Input for this task:
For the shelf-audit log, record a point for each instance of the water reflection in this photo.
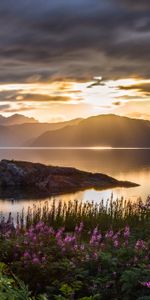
(132, 165)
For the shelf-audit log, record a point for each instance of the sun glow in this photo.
(61, 97)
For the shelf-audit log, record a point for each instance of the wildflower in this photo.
(126, 232)
(109, 234)
(116, 243)
(140, 245)
(35, 260)
(146, 284)
(26, 255)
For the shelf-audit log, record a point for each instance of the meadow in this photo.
(77, 251)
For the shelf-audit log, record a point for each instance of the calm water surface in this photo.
(123, 164)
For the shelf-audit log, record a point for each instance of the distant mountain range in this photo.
(100, 131)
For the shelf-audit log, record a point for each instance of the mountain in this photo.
(24, 134)
(100, 131)
(16, 119)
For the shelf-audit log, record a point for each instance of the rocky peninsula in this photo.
(41, 180)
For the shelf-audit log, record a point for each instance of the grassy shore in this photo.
(77, 251)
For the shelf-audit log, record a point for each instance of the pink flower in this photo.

Work required: Please rewrite all the rows above, replacing "shelf-audit log" with "field survey log" and keeping everything else the same. Leave the pictures out.

Solved exercise:
For the field survey log, record a point for each instance of the water reflection in this photo.
(132, 165)
For the field survey log, record a point for each instance of the sun glow in this photo.
(61, 97)
For the field survey log, record a point for each instance of the wildflower in this photo.
(126, 232)
(109, 234)
(116, 243)
(140, 245)
(35, 260)
(146, 284)
(26, 255)
For the field survey log, record a point for each instance of the meadow in this photo.
(77, 251)
For the field survey log, record a point for each instance of the calm water surface in this photo.
(123, 164)
For the field survey log, record a point for each instance of the distant mountain range in this photo.
(100, 131)
For the field survey log, record a point for each instance of the mountain in this photo.
(24, 134)
(100, 131)
(16, 119)
For the field survey log, record a point for each instance of the rocky peninsula in this photo.
(41, 180)
For the field survey log, record a point for each instance of the grassy shore in this photo.
(77, 251)
For the field survey log, record a point for each instance of the pink flower in this photo.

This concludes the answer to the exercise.